(Data lines)
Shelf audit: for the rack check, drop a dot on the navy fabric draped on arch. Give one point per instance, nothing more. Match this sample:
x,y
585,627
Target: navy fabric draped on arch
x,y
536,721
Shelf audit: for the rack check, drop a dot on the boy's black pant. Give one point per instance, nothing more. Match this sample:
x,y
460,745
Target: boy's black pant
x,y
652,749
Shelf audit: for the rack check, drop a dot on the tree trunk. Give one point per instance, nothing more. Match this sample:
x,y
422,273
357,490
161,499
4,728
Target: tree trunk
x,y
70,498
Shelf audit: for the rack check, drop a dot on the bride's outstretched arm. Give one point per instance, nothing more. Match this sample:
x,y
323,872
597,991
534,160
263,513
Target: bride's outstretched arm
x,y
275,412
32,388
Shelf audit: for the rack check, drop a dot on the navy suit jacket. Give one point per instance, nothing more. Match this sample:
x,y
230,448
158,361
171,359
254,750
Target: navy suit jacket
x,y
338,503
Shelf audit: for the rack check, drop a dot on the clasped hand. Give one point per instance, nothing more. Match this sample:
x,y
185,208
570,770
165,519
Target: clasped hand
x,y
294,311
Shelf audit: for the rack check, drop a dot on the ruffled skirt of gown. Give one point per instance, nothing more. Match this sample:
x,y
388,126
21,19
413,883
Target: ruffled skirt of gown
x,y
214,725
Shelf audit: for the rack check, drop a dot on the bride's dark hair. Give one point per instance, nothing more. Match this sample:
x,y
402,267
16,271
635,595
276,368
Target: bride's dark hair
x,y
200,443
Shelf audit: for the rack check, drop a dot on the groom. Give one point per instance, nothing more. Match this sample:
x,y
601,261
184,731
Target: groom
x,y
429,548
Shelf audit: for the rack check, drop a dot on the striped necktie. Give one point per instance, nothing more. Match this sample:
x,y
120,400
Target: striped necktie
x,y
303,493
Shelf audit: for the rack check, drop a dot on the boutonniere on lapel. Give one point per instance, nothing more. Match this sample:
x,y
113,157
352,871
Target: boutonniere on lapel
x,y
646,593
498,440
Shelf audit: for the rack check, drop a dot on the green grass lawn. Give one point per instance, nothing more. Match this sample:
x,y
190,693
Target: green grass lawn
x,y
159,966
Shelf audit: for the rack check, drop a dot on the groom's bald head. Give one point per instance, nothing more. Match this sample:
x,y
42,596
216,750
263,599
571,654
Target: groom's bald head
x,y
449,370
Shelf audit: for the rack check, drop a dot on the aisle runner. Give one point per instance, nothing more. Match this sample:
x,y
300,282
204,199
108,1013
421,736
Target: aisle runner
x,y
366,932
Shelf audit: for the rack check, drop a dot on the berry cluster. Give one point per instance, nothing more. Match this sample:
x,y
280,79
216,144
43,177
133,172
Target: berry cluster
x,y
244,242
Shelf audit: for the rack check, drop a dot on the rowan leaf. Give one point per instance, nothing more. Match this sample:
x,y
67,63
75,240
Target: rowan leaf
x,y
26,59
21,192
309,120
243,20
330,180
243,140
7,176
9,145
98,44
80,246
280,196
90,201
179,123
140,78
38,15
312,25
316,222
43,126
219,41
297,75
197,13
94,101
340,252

...

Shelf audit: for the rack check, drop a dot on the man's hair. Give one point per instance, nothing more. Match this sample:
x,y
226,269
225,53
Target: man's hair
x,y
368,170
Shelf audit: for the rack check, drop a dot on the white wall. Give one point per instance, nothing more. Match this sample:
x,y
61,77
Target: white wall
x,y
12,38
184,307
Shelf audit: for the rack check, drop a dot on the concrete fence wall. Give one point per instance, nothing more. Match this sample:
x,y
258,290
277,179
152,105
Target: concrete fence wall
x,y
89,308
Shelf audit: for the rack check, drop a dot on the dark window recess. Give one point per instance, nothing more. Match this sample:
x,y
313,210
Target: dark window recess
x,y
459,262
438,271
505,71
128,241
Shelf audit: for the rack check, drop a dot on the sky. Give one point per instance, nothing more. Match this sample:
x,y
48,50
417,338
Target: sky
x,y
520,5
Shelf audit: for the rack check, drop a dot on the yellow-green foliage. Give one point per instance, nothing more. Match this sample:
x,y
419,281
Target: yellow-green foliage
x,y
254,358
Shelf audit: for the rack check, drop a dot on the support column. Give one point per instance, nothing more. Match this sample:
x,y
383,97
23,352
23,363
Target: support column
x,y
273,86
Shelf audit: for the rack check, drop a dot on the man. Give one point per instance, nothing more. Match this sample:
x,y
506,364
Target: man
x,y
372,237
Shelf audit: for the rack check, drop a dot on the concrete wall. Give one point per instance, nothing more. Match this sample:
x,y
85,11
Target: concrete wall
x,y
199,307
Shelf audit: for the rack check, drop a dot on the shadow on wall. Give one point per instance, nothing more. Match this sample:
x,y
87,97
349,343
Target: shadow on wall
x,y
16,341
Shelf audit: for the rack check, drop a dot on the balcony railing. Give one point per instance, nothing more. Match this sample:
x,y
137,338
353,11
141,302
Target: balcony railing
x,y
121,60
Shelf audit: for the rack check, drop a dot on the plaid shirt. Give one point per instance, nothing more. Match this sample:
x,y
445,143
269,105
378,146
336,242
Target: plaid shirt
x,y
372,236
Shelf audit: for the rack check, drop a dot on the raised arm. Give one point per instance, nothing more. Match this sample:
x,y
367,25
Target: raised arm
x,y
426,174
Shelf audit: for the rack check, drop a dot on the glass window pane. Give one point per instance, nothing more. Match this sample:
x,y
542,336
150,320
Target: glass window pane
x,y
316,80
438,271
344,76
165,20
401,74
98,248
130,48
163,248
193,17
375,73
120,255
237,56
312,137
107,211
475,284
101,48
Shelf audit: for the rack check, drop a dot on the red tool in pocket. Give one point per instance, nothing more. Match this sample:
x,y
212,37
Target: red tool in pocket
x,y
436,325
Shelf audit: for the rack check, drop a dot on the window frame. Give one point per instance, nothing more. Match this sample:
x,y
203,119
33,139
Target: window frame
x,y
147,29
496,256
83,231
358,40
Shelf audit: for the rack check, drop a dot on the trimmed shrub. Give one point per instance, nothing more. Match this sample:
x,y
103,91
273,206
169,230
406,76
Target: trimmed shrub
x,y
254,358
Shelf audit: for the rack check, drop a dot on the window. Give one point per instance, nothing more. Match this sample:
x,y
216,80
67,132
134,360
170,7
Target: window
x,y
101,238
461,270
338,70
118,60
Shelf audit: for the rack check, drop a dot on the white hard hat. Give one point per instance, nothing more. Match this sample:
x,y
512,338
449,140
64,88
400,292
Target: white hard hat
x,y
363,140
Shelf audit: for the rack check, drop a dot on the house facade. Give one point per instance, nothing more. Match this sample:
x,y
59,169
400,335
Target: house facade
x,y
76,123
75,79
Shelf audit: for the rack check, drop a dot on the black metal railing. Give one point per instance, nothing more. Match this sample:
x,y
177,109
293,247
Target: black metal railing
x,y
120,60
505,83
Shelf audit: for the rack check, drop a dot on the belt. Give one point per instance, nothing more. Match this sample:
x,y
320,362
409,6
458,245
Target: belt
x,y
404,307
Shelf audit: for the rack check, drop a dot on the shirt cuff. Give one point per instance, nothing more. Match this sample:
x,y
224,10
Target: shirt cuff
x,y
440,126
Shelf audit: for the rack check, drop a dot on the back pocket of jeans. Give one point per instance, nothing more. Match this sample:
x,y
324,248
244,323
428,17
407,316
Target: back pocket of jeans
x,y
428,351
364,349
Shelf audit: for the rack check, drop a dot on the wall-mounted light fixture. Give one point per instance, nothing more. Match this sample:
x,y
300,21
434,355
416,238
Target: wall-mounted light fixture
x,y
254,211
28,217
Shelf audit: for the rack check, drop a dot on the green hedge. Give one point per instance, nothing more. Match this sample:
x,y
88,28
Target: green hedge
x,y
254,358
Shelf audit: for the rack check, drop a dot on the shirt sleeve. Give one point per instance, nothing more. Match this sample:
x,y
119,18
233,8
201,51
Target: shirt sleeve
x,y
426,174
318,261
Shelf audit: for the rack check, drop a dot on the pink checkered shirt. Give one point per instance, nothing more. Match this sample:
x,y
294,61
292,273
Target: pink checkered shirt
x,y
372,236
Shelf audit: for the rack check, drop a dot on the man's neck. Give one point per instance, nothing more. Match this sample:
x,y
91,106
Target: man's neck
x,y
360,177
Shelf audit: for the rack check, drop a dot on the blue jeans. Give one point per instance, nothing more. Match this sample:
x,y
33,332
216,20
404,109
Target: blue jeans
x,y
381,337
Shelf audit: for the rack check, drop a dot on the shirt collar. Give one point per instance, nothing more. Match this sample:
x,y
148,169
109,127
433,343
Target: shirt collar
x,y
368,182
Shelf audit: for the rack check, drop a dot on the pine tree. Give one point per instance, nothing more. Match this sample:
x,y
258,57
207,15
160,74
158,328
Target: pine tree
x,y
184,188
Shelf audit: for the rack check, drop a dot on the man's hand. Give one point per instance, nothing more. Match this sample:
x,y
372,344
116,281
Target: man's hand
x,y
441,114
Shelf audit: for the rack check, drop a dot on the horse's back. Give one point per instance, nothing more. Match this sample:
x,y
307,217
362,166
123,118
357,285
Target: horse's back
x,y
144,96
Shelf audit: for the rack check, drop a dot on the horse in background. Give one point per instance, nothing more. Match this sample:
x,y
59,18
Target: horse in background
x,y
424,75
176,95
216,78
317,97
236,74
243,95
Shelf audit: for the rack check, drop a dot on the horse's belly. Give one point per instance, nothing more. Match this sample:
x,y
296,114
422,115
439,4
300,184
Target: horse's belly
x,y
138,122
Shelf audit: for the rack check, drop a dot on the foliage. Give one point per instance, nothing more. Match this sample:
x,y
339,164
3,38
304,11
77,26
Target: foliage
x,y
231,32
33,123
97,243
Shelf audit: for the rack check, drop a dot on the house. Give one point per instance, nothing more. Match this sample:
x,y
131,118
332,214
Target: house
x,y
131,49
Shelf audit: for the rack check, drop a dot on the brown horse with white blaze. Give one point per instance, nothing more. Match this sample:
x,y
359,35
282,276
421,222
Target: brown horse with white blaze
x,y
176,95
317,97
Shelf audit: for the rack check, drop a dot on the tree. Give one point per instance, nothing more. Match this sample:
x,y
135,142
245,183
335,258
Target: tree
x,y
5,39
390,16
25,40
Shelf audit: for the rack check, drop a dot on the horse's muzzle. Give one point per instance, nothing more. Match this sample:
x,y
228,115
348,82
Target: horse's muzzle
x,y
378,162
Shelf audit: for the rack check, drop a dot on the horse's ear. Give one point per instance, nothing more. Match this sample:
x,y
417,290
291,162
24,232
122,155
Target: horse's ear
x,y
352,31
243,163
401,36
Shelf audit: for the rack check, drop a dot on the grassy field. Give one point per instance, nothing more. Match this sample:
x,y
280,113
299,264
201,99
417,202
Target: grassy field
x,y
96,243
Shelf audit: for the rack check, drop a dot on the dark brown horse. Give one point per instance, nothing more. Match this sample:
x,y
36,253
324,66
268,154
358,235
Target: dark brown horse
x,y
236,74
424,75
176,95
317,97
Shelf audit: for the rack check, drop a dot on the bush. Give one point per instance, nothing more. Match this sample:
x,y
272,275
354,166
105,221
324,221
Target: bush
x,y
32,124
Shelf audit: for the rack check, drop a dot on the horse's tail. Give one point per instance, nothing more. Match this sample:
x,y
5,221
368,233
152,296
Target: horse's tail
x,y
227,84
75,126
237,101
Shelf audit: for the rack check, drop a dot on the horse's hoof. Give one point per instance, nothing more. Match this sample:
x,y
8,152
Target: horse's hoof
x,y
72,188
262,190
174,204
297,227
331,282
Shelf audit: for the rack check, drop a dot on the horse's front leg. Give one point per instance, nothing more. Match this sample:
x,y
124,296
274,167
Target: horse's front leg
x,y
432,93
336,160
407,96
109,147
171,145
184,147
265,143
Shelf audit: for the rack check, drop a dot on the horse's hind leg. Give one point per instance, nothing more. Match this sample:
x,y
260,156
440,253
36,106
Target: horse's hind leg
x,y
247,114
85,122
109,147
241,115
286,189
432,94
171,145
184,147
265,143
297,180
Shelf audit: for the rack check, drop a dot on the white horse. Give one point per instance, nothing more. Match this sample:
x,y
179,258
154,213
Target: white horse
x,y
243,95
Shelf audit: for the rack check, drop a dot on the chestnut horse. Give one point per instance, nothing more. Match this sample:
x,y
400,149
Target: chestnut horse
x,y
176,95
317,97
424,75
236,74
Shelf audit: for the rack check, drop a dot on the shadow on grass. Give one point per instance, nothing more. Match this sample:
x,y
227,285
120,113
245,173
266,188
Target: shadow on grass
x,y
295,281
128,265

WHAT YOU HAVE TO DO:
Pull out each line in the entries above that contains the string "hoof". Treat uppercase and lowercase as different.

ANSWER:
Shelf audit: for the rack check, drop a dot on the horse's hoof. Give one point per instance, nothing more. Match this sample:
Target: horse's hoof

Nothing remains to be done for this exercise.